● **PASSAGE PROVIDED**:
------------------------------------

Published
I mean completely lost your cool? I did. Today. We have a frequent flyer who startde the day with bad behavior and I let him get to me. I shouldn't have, but I did.
Yep we all have that is unless you are new. But it will even happen to you! I haven't lost it with docs other than behind their backs. Although I guess I have once when one was yelling at me over the phone and I hanged up. He called back and I said "Oh I guess your cell dropped" and all was fine. I have been "fired" by patients also. Does not bother me as I look at it as getting a difficult person off my back. I had a young walkie talkie who would use the bedside commode when she could walk to bathroom. I told her it was better for her to use the bathroom and she just looked at me. So I took it out of the room and that was that! What normal person who can walk without an issue want to use a commode?
I've been a nurse for 18 years and have had many, many instances where I have had to set limits with patients, visitors, staff, and physicians. I work in a hospital where the clientele is, shall we say, not the greatest. Being in a female dominated profession, I think sometimes people think that they can just strong-arm a female. Well, they have just once to try that with me. I take my job seriously and I am there to care for patients and not deal with nonsense that just kills my time. I believe you can be firm, without being unprofessional, and get your point across. I think people will respect you when they see you mean business. But yeah, I've lost it!!!
As a CNA, one time I got kicked in the face by a patient and was caught completely off guard by my anger. I just stood there stunned and swearing and then just walked out of the room. The CNA helping me was thankfully, a fantastic team player and got someone else to help.
As a nurse, I have had to leave the floor on occasion, because I don't want to think about what I would say if I opened those floodgates.
I have also, in a few telephone conversations with irate family members (and even a doctor) experienced a "bad phone connection," said "hello? hello? I think the phone is cutting out" and then hung up on them.
Personally I don't blame anyone for losing it when victimized by abusive patients, doctors, administrators, etc., but a lot of the commenters in threads think that it's tantamount to a mortal sin to ever start yelling, under any circumstances — end of story.
My comment makes less sense since it was edited. I linked three other, older threads on this site on the same subject, and pointed out that a lot of people in those threads were strongly against "losing it" in front of a patient. Apparently that type of linking is not allowed. I guess you can search for those threads on your own, if interested.
MrsNicuNurse
14 Posts
Yep, worked in a rehab hospital on the LTC vent floor...being confined to a vent and living in a facility for the rest of their lives has left these people fighting for any amount of control they can get. I feel for them but Im sorry when you try to boss me around and tell me how to do my job and demand this and that with entitlement and no concept of the other 40 pts on the floor, Im gonna tell you off and tell you to cool your guns.

------------------------------------

● **RECORD SET**:
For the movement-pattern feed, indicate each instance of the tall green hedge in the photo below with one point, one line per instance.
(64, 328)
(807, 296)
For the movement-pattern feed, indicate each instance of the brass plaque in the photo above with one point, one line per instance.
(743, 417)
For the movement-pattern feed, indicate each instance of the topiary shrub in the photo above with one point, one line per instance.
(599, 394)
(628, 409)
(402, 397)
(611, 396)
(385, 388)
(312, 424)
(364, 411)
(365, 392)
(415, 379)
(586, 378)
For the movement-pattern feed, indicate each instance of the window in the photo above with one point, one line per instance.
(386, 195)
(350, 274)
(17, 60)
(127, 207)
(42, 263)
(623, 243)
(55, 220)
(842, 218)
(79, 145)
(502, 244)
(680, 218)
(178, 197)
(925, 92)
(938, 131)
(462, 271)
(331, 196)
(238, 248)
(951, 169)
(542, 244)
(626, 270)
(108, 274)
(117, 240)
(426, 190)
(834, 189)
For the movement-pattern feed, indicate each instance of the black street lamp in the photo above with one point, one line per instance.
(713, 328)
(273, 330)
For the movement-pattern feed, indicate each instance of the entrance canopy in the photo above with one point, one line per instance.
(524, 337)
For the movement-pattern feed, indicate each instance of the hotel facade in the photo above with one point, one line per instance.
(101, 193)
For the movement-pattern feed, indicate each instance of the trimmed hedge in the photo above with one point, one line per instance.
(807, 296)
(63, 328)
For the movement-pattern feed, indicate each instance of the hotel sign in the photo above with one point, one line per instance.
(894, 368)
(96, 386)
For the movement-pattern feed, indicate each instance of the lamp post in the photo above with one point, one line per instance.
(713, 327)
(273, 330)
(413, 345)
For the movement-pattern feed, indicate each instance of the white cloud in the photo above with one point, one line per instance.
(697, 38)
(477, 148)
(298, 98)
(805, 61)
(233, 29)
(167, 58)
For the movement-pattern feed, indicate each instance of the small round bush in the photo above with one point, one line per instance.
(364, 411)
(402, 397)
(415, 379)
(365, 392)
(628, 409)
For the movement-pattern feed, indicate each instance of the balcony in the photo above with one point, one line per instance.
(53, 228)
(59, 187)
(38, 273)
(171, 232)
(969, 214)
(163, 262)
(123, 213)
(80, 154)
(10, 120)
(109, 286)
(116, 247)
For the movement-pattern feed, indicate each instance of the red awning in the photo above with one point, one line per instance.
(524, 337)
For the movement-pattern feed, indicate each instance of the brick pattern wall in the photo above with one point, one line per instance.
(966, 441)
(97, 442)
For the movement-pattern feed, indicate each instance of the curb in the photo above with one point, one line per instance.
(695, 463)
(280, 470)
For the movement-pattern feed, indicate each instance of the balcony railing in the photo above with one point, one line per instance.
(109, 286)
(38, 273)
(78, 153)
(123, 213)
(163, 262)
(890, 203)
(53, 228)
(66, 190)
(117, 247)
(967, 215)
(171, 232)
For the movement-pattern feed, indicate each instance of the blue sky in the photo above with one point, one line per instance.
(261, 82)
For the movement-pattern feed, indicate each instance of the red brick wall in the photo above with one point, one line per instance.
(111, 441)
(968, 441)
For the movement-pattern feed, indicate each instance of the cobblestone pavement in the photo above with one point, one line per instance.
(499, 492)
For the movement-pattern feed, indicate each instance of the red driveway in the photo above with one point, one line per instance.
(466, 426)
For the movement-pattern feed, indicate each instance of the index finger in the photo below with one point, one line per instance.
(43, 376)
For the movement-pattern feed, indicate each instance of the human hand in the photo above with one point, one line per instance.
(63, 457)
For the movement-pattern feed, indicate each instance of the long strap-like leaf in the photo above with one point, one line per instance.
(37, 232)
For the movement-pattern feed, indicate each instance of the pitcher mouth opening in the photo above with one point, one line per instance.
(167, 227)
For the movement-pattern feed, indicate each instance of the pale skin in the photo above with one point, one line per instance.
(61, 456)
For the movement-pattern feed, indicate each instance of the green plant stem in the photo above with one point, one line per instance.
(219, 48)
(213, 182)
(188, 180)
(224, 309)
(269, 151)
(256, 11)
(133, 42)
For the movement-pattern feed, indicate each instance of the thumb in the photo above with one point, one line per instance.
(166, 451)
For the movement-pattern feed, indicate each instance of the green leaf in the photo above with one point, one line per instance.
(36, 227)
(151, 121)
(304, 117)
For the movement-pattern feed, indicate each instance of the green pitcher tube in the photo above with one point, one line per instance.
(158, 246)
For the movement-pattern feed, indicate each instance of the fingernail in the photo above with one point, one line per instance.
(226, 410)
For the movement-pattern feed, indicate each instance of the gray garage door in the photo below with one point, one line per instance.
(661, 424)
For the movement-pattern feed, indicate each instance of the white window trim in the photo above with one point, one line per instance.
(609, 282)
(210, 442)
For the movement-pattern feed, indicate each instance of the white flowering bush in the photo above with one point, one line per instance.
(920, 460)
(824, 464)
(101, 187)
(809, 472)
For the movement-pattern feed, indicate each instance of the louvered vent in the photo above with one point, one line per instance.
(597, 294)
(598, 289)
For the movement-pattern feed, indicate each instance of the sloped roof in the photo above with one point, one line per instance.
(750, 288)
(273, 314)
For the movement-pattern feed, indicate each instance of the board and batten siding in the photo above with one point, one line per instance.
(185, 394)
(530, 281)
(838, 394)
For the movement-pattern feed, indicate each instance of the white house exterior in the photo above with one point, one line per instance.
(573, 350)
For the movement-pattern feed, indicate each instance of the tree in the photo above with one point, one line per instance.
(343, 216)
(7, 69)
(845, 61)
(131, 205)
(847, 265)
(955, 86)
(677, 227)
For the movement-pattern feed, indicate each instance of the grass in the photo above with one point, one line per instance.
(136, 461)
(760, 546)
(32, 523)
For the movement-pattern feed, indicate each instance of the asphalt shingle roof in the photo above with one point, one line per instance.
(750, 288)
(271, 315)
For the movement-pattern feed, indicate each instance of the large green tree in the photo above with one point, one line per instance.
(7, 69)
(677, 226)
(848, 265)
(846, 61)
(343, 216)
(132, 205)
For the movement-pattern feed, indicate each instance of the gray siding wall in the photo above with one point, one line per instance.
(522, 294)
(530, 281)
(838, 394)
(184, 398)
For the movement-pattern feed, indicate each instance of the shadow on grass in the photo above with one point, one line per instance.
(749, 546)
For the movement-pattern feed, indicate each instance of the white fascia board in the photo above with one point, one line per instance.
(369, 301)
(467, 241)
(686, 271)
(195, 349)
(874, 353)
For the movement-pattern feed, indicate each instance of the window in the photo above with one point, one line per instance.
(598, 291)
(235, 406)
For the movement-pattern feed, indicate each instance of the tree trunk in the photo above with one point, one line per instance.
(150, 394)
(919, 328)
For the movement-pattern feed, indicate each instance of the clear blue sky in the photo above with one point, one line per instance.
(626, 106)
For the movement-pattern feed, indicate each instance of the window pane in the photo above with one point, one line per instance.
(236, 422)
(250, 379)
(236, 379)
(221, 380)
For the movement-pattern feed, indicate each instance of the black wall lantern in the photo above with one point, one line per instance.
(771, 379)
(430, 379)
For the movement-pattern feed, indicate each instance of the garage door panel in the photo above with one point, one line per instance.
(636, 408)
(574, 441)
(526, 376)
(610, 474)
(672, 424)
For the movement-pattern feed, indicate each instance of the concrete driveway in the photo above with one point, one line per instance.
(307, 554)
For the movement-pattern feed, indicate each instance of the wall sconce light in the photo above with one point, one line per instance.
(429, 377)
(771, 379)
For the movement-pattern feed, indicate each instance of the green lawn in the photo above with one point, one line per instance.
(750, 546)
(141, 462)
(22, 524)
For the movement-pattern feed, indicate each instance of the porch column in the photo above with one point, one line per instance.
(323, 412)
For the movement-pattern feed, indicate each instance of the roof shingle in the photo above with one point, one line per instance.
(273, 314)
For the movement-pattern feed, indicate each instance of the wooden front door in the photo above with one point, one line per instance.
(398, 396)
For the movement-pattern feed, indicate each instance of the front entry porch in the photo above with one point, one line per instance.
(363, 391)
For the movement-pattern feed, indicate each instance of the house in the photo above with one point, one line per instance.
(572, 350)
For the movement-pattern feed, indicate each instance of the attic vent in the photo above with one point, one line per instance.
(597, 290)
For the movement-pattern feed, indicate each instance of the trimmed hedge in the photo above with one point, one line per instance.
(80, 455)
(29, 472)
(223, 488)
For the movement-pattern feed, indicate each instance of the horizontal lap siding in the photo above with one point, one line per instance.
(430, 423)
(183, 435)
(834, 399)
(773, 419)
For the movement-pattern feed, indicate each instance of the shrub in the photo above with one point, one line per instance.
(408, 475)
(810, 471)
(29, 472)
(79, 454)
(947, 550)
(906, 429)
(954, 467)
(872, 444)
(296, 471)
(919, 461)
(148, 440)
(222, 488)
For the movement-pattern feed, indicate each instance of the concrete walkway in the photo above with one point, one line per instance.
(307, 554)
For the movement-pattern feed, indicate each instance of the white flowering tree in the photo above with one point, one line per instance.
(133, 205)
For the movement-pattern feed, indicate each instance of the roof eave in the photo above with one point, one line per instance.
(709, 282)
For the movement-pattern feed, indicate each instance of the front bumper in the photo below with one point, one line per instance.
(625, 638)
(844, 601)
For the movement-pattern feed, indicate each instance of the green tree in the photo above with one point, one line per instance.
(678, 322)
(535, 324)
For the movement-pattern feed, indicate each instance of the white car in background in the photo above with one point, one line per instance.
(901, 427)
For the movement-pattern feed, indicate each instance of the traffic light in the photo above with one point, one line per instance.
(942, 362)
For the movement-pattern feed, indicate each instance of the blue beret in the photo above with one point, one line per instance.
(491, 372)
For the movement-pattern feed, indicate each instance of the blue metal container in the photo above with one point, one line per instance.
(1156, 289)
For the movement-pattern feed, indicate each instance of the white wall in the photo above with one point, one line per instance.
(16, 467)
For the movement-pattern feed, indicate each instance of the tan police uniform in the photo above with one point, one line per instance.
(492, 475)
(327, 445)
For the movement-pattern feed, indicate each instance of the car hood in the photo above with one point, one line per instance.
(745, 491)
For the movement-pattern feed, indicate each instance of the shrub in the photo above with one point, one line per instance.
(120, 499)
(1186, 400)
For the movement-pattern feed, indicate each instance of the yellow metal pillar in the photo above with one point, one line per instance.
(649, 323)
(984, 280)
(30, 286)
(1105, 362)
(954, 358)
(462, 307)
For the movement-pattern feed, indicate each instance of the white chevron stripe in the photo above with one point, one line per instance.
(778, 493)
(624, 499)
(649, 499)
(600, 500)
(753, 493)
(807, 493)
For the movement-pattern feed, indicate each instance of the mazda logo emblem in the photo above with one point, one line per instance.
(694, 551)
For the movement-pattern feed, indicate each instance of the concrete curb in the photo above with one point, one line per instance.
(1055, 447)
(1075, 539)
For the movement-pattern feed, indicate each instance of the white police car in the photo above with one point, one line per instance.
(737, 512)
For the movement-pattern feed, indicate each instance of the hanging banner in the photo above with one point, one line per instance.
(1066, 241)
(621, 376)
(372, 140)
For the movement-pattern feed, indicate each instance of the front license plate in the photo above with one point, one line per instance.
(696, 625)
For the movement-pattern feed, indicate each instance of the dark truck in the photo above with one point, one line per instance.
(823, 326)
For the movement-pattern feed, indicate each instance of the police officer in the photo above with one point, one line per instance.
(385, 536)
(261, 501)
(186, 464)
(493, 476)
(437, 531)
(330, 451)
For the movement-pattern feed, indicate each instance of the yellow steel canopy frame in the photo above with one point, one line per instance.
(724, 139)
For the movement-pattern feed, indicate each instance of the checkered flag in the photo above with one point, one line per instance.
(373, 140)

------------------------------------

● **ACTIVITY LIST**:
- A) According to the forum thread, how many years has the commenter who mentions setting limits been a nurse?
- B) List the groups of people that the 18-year nurse in the forum thread says they have had to set limits with.
- C) Please quote the forum thread word for word, beginning at the words "As a CNA, one" and stopping after "end of story.".
The rows above are separate material, apart from the forum thread.

● **ANSWERS FOR THE TASKS**:
- A) 18 years.

- B) Patients, visitors, staff, and physicians.

- C)
As a CNA, one time I got kicked in the face by a patient and was caught completely off guard by my anger. I just stood there stunned and swearing and then just walked out of the room. The CNA helping me was thankfully, a fantastic team player and got someone else to help.
As a nurse, I have had to leave the floor on occasion, because I don't want to think about what I would say if I opened those floodgates.
I have also, in a few telephone conversations with irate family members (and even a doctor) experienced a "bad phone connection," said "hello? hello? I think the phone is cutting out" and then hung up on them.
Personally I don't blame anyone for losing it when victimized by abusive patients, doctors, administrators, etc., but a lot of the commenters in threads think that it's tantamount to a mortal sin to ever start yelling, under any circumstances — end of story.